Stored data:
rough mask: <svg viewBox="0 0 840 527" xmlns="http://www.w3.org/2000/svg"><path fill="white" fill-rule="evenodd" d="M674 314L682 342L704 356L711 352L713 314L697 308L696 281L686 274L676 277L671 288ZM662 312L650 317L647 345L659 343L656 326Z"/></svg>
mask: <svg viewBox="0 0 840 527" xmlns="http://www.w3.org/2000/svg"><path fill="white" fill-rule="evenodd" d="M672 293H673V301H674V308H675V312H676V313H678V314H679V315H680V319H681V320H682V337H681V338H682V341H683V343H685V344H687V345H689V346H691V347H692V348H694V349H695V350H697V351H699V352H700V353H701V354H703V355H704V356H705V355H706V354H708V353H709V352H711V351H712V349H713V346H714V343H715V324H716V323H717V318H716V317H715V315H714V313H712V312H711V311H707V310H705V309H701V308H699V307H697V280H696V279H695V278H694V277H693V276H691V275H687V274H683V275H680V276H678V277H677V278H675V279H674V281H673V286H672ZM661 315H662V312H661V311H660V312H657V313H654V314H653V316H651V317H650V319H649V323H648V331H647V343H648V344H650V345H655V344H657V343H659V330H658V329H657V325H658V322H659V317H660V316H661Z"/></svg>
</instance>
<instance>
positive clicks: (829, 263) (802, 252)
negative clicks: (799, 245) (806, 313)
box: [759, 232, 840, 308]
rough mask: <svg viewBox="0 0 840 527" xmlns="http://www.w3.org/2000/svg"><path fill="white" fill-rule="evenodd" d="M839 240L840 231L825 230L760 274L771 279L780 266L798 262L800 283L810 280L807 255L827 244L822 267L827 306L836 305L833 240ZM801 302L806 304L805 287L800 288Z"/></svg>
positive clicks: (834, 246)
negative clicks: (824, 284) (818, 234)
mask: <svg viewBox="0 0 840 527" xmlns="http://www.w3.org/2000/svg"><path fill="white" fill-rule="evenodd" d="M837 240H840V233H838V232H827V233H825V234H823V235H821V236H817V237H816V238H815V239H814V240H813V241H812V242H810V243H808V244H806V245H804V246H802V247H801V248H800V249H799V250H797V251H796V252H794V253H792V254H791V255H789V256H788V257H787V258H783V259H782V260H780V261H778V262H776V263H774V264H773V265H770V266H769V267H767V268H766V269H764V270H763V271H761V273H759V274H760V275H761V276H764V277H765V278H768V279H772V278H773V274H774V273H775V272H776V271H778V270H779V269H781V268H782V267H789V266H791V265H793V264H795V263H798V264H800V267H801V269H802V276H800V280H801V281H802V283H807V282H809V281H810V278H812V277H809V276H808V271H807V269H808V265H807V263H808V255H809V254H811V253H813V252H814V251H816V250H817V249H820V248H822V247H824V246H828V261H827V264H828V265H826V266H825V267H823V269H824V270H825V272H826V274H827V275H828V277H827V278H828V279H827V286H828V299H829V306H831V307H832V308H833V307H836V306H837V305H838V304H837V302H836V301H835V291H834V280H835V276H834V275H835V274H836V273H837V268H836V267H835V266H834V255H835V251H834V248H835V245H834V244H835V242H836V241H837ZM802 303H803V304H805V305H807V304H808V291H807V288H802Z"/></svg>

Brief: How many lines of the data above contain the string "clicks", matching case exactly? Reply with the number alone.

Your response: 4